» **WORK TO COMPLETE**
Find "Locate the white countertop;" and "Locate the lower" in the records below. Copy the lines holding them and every line between, exactly, and no others.

» **DATA TO EXAMINE**
- Opening Delimiter -

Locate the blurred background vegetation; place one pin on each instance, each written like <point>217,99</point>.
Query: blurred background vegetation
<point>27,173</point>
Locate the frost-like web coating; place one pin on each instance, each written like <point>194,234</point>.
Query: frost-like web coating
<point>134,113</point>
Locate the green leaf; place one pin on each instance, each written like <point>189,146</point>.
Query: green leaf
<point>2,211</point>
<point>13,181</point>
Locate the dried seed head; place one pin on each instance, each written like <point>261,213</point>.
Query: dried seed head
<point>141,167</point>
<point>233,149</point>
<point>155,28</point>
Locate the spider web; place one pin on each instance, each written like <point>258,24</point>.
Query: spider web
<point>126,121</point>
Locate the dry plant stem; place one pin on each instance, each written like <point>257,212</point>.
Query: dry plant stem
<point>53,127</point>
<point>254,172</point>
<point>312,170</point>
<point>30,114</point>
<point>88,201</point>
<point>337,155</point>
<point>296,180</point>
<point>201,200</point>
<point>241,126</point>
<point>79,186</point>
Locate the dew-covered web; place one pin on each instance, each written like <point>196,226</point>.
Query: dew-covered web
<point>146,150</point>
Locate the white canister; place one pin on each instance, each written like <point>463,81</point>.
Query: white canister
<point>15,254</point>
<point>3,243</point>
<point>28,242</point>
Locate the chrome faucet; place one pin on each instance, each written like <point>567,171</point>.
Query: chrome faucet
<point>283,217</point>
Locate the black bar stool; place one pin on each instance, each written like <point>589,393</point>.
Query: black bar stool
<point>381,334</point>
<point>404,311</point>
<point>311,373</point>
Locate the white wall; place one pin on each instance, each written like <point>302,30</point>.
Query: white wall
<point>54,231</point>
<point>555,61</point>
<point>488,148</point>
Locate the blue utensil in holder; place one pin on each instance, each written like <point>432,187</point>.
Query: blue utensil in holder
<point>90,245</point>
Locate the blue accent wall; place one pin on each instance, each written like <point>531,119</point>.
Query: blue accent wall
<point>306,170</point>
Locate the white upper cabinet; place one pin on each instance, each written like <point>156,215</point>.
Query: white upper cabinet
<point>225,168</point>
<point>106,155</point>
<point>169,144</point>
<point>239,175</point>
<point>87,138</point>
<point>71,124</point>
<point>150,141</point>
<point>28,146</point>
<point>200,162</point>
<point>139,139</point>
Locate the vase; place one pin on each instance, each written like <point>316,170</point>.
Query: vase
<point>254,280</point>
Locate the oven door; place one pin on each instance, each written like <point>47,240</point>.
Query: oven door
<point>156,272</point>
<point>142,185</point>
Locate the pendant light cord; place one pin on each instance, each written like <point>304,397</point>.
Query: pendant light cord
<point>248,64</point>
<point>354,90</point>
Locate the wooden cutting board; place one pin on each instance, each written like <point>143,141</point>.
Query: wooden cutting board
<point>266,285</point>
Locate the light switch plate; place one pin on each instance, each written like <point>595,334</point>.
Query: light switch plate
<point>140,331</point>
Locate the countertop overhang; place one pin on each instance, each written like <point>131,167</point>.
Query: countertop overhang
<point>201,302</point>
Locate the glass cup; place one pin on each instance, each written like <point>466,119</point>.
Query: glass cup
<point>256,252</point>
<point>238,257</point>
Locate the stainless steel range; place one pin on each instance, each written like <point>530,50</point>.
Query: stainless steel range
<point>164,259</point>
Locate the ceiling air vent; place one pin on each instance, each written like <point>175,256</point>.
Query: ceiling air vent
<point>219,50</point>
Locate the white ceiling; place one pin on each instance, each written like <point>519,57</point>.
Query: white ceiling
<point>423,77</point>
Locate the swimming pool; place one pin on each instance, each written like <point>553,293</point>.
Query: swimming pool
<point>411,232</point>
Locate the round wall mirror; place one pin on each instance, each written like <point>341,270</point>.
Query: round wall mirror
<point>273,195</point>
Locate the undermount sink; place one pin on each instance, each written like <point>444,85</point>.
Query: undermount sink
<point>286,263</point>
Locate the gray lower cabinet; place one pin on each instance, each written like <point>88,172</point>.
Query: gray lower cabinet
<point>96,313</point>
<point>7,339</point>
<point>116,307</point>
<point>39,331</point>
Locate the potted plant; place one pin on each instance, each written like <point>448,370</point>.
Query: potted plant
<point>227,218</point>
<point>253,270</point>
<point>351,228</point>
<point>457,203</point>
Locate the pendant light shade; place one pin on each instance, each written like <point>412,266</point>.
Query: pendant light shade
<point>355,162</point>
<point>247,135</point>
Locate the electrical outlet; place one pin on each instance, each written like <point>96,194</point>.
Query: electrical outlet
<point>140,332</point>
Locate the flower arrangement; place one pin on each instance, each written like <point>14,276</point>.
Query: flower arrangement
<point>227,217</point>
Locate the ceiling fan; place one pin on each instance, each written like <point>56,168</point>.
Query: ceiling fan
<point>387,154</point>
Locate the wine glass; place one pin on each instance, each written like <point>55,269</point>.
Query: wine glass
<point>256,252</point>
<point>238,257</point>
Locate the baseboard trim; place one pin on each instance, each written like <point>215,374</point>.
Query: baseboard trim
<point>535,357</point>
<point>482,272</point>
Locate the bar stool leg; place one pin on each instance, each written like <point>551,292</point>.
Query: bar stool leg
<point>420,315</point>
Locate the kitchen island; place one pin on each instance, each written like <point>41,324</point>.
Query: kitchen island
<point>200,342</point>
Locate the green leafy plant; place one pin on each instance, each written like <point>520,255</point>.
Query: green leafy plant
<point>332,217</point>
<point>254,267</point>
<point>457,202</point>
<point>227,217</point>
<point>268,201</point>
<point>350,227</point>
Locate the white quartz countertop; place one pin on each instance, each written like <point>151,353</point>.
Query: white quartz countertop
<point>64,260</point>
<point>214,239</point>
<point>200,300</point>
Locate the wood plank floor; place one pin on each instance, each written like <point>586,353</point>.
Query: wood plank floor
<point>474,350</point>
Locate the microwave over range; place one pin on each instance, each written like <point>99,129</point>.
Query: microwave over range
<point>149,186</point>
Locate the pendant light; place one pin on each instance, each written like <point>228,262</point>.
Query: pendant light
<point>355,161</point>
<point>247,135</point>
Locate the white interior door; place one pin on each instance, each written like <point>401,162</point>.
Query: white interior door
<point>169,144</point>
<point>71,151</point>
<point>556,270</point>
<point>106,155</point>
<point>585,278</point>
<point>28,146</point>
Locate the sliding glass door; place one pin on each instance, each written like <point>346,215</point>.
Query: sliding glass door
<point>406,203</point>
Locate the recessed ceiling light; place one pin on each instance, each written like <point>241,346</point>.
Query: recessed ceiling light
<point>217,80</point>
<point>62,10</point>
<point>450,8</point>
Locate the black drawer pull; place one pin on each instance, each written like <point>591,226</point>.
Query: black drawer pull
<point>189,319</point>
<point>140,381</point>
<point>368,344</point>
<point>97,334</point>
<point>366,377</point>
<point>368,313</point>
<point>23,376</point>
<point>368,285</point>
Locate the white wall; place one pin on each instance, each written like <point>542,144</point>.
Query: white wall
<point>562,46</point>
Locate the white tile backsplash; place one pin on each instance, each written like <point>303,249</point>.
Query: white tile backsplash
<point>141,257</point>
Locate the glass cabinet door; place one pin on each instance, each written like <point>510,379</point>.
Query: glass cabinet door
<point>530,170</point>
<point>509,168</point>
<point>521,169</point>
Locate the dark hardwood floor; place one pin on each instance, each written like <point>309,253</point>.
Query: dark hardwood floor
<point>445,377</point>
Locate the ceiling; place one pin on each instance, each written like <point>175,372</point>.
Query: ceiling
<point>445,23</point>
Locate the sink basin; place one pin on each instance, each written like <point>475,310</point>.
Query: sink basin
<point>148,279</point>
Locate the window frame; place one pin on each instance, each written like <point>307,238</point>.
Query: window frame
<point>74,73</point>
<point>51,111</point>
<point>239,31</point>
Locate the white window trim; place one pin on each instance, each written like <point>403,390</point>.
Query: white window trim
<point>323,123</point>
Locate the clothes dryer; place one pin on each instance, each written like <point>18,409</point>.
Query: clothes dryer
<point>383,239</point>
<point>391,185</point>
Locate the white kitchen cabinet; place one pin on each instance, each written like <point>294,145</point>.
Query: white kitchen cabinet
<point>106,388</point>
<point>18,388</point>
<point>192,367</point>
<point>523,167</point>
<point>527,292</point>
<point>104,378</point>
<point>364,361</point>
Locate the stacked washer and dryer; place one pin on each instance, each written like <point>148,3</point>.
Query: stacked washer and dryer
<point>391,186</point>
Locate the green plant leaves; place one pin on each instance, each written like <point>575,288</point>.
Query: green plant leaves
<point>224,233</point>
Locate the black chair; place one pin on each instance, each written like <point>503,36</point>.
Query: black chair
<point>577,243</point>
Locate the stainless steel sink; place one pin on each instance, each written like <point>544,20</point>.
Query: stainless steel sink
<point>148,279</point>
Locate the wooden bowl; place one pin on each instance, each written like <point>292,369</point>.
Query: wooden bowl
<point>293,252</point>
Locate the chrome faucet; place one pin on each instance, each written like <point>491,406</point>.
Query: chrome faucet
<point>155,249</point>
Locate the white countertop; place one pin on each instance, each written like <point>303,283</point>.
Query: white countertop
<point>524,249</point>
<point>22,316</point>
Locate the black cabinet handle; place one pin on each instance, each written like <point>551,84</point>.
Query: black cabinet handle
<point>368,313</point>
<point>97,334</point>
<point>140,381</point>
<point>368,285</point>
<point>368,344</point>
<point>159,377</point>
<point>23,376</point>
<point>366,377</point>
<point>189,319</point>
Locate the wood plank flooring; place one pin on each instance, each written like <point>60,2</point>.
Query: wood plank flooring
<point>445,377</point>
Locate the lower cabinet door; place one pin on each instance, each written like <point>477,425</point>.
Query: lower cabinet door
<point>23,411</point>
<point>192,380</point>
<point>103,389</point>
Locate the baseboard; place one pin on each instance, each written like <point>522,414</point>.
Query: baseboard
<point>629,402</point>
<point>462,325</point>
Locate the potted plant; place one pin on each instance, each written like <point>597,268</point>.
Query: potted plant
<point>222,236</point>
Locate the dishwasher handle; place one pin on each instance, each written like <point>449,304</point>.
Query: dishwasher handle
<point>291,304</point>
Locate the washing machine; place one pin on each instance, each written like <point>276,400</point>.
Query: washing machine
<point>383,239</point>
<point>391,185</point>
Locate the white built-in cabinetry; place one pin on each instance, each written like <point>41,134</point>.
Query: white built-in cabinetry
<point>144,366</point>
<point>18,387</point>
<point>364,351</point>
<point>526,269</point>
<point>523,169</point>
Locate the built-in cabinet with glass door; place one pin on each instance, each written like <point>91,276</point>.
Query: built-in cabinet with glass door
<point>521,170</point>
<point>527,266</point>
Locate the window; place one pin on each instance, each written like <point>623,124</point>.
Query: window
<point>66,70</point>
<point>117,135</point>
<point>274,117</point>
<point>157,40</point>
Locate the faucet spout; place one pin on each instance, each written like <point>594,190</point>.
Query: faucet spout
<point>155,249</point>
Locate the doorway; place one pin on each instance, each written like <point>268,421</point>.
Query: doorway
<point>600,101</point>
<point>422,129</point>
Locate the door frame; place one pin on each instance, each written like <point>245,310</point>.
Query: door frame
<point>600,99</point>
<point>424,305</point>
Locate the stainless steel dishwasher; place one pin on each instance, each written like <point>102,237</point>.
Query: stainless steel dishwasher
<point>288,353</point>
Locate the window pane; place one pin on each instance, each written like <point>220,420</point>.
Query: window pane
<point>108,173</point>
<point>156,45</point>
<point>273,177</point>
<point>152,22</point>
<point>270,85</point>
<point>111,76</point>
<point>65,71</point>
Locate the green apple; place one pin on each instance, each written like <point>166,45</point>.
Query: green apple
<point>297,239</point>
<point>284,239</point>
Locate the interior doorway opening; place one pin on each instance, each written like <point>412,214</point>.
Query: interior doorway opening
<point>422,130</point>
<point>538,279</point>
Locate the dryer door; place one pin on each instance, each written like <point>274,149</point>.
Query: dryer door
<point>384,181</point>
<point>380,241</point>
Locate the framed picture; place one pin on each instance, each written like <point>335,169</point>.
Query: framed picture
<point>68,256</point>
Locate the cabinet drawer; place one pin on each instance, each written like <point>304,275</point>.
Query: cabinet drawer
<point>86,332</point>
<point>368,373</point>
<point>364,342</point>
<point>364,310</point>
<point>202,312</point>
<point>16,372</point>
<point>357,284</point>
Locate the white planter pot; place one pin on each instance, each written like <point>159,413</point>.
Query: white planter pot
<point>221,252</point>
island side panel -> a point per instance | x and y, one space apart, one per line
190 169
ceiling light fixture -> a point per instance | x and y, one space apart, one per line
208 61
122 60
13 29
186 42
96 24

- Closing Delimiter -

» **REPLY**
Locate the white countertop; place one pin on each instance, each written like <point>303,283</point>.
Query: white countertop
<point>524,249</point>
<point>22,316</point>
Locate the black cabinet handle; place one pin on each instance, each written like <point>551,84</point>.
Query: black cabinet handle
<point>368,313</point>
<point>97,334</point>
<point>140,381</point>
<point>368,285</point>
<point>368,344</point>
<point>159,377</point>
<point>23,376</point>
<point>366,377</point>
<point>189,319</point>
Locate the wood plank flooring; place one pin on each instance, each written like <point>60,2</point>.
Query: wood plank flooring
<point>445,377</point>
Locate the lower cabinet door; place one pin on each instance, each written like <point>477,425</point>.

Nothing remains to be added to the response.